Extracted text
DO’B went on holidays in the lead up to the Olympic Games, the most significant event in funding and performance terms in the four year calendar
  • Were there concerns amongst the board about the timing of the holiday?
    • Who was in charge of AA in the interim?
      • Was it a board member?
        • Were they in the role full time?
        • Would this comply with any level of good governance?
    • Was it considered that there was no one within AA who could fill the acting CEO role?
      • When Andrew Demetriou was on leave as CEO of the AFL, it was clear that Gil Mclachlan was acting in the role.
Percy has heard that board members regularly get involved with the management of AA
  • Including that two board members were heavily involved in team selection (especially Eloise Wellings in the 5000m and Steve Solomon in the 400m)
  • Good governance dictates that the board speaks to the CEO and the CEO runs the organisation
  • How widespread is this breakdown of governance?
  • Does Fildes have any plans to improve governance standards?

Communications
Percy understands that AA’s Communications Manager was denied London Olympic accreditation by the AOC
  • Was this because of ongoing ill feeling between elements within the AOC and AA?
  • Why was this not resolved at a Fildes-Coates level?
  • What value did AA get from having a Comms Manager in London with no accreditation?
  • This reflects poorly on all involved.

The Comms team at AA seem disconnected from the organisation
  • DO’B appears in this video looking like he’s on his way to the beach
    • Who let that happen?
  • Comms should be involved to ensure that athletes are presenting a positive image of the sport and the team
    • for eg. Working with Dion and HP during the 400m saga 
The athletes are the greatest media resource the sport and AA have.
  • Promote them all.  Sally will be famous, regardless of what you do.
Work out how to use Twitter
  • The AA twitter account is stultifyingly insipid
Innovate
  • As an example Dan Jones is doing amazing work at Orica Green Edge operating alone

Management
More than 10 staff have left AA in the DO’B era.
Good leaders enforce high standards on their employees (see Jobs, Steve).  This is not the same as a workplace where employees can be brought to tears:this is bullying and could exposes the organisation to significant liabilities.
Are there concerns about this at board level?

Strategic review
DO’B mentioned in this interview that the board was involved in a strategic review.  Percy respectful submits that to only talk to those on the inside misses a significant opportunity.  Talk to everyone, seek opinions from all facets fo the sport.  AA has for too long been disconnected from wide swathes of its constituency.  Consultation has benefits of its own but much good would flow from a broad knowledge of opinion within the sport.  Hiding in the bunker has got AA nowhere.  This would be an opportunity to get the athletes back on board too.

Stated exercise A
Find each line in the records below that contains the word "ceiling" and copy those lines.

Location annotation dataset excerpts
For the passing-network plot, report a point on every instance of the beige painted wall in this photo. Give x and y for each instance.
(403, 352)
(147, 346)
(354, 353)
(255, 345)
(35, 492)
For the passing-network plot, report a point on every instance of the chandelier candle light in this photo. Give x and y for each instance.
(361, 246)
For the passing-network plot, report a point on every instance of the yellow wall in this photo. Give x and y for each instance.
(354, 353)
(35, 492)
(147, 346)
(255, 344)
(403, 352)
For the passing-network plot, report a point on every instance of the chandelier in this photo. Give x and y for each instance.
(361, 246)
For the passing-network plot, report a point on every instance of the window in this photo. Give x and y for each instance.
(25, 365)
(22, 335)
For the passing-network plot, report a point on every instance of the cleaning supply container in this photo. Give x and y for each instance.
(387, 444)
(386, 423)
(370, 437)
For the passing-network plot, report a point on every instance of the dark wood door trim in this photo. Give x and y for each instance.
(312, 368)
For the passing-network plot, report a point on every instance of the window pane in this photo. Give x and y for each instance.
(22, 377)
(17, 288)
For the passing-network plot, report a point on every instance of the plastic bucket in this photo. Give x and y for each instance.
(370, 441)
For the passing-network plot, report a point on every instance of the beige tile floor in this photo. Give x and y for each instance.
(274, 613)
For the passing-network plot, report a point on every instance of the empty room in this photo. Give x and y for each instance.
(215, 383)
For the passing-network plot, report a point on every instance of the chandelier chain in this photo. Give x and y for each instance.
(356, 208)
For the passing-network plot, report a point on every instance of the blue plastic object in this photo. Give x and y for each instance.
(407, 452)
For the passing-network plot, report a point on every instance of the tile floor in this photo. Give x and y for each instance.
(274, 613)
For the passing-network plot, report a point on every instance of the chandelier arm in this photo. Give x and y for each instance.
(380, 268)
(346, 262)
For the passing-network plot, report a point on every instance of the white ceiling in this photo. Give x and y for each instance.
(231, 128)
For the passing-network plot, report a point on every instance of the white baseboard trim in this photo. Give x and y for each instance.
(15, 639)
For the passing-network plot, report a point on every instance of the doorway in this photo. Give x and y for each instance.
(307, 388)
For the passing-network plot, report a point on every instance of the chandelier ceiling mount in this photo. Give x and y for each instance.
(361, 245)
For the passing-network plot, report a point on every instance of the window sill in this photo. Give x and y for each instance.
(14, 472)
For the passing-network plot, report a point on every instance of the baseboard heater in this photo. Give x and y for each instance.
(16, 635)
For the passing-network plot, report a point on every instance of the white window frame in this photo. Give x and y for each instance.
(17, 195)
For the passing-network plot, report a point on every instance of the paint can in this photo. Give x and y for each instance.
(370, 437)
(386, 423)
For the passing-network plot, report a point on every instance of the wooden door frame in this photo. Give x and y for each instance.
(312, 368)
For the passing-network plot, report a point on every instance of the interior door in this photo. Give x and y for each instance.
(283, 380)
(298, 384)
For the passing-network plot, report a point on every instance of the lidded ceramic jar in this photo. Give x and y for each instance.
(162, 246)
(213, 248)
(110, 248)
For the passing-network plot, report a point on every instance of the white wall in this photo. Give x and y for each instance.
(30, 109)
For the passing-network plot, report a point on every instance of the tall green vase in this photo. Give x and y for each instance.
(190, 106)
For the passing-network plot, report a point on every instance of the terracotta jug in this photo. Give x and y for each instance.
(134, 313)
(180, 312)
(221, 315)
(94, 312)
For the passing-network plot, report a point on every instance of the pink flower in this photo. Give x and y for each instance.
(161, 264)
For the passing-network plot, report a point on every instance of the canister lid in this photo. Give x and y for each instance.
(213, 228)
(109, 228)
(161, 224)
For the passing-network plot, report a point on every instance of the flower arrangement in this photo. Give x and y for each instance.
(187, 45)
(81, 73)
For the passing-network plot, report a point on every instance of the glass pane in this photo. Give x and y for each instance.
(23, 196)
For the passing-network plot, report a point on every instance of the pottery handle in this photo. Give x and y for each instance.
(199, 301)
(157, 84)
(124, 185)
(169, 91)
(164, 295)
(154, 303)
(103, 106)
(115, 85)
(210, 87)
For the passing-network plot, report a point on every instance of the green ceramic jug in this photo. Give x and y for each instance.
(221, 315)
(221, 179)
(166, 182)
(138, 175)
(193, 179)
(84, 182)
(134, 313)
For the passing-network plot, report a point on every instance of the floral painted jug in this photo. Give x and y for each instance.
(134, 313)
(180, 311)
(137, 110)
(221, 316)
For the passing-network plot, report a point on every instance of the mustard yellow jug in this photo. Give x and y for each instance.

Stated exercise B
Duplicate the passage of the notes on Athletics Australia from "Percy has heard" to "breakdown of governance?".

Task output A
For the passing-network plot, report a point on every instance of the white ceiling in this photo. Give x and y for each instance.
For the passing-network plot, report a point on every instance of the chandelier ceiling mount in this photo. Give x and y for each instance.

Task output B
Percy has heard that board members regularly get involved with the management of AA
  • Including that two board members were heavily involved in team selection (especially Eloise Wellings in the 5000m and Steve Solomon in the 400m)
  • Good governance dictates that the board speaks to the CEO and the CEO runs the organisation
  • How widespread is this breakdown of governance?